▼▼▼
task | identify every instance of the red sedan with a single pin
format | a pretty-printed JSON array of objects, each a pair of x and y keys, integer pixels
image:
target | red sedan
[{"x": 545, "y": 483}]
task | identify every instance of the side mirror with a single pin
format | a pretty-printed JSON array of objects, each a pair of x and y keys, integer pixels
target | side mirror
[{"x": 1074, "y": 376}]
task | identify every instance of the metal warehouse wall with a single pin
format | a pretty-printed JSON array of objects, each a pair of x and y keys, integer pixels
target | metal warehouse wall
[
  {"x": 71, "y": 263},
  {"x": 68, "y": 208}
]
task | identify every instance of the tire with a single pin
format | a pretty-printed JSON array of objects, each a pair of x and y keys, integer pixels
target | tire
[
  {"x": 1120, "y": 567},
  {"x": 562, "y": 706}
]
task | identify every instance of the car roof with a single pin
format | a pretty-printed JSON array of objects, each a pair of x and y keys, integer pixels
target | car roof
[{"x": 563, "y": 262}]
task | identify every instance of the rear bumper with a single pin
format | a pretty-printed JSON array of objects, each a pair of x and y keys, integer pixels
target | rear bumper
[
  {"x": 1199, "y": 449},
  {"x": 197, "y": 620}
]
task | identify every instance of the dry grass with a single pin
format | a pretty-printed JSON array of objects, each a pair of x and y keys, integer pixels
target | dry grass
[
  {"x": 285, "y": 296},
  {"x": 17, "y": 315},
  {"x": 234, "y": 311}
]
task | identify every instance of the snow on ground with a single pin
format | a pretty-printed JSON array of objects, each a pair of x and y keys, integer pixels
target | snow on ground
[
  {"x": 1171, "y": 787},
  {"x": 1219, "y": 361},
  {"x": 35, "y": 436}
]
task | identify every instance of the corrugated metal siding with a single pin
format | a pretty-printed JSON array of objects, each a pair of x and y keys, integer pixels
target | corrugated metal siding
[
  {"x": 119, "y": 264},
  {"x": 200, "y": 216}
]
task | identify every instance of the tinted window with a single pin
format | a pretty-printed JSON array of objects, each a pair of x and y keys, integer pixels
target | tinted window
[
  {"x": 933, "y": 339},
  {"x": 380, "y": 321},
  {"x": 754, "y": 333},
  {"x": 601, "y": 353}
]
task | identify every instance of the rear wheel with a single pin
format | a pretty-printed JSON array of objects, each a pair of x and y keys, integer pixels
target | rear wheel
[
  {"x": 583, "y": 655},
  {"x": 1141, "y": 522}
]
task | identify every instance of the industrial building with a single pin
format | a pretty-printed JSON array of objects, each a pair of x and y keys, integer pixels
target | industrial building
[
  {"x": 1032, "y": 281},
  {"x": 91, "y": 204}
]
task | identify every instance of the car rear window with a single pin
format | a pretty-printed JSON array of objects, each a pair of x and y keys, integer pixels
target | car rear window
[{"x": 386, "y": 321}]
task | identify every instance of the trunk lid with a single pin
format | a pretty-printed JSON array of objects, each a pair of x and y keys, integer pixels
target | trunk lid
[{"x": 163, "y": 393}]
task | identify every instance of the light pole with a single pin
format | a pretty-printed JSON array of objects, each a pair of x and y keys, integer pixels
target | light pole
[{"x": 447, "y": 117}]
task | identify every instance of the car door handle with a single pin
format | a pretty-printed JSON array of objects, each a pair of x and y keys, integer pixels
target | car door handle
▲▲▲
**DO THIS**
Write out the complete set of records exactly as given.

**EXERCISE OUTPUT**
task | identify every instance of the red sedan with a single pin
format | a pretty-printed JSON array of objects, each a pair of x and y keys, integer pixels
image:
target | red sedan
[{"x": 545, "y": 483}]
task | identify every instance of the side mirror with a single pin
format | a pretty-printed JSON array of objects, each a pair of x and y keys, integer pixels
target | side mirror
[{"x": 1074, "y": 376}]
task | identify every instance of the metal warehouse wall with a single pin
format | a pretty-printed JSON array of objects, each a pair of x and y keys, integer pixels
target | metal warehouse wall
[
  {"x": 71, "y": 263},
  {"x": 68, "y": 208}
]
task | identify every instance of the tire with a single pin
format | a pretty-printed JSON array of objects, each a pair of x and y keys, integer pixels
target | tire
[
  {"x": 1120, "y": 567},
  {"x": 562, "y": 706}
]
task | identify every instance of the car roof with a single pin
format | a pretty-printed JSON array of objects, each a pair of x and y keys, integer pixels
target | car roof
[{"x": 563, "y": 262}]
task | identify every instance of the rear bumper with a single pin
format | a pretty-printed JSON array of objects, each a pair of x and y keys, integer pixels
target | rear bumper
[
  {"x": 1199, "y": 449},
  {"x": 197, "y": 620}
]
task | identify every instance of the dry grass with a single pin
format | a pretty-printed JSON array of objects, each a pair of x and y keys, integer pixels
target | dry grass
[
  {"x": 285, "y": 296},
  {"x": 17, "y": 315},
  {"x": 234, "y": 311}
]
task | identify every instance of the snow on ground with a single pin
format | a pretty-printed JSON array of objects, each a pair of x and y keys, integer pixels
target | snow on ground
[
  {"x": 1171, "y": 787},
  {"x": 1219, "y": 361},
  {"x": 35, "y": 436}
]
task | identify every instance of the corrugated metal siding with a single pin
format | a pretty-printed JSON array of objects, each a pair of x and y keys, integer pixels
target | corrugated metal siding
[
  {"x": 119, "y": 264},
  {"x": 200, "y": 216}
]
task | identify every instance of the tinted window with a single pin
format | a pretty-printed JSON array of objects, each a pair of x and y keys, integer pixels
target | tinted window
[
  {"x": 933, "y": 339},
  {"x": 380, "y": 321},
  {"x": 754, "y": 333},
  {"x": 601, "y": 353}
]
task | identify every instance of the rear wheel with a single pin
format | a pretty-printed JSON array of objects, each a pair of x and y keys, integer pixels
target | rear wheel
[
  {"x": 583, "y": 655},
  {"x": 1141, "y": 522}
]
task | identify every instance of the industrial building with a single pin
format | a pretty-printed JSON array of objects, each a pair of x and y keys, integer pixels
target | industrial building
[
  {"x": 1032, "y": 281},
  {"x": 91, "y": 204}
]
task | identify every instance of the car rear window with a single pin
format | a pretty-printed JSON array of objects, each a pair of x and y keys, integer pixels
target | car rear window
[{"x": 386, "y": 321}]
task | identify every instance of the trunk lid with a single pin
format | a pretty-printed JSON array of objects, each a pair of x and y keys, integer pixels
target | trunk lid
[{"x": 163, "y": 393}]
task | identify every instance of the light pole with a single pin
format | a pretty-printed JSON array of objects, each a pair of x and y keys, integer pixels
target | light pole
[{"x": 447, "y": 117}]
task | identify every instance of the car door handle with a single pin
format | a pretty-printed JSON array of objects, each a pair of x and y keys, integer pixels
target | car door handle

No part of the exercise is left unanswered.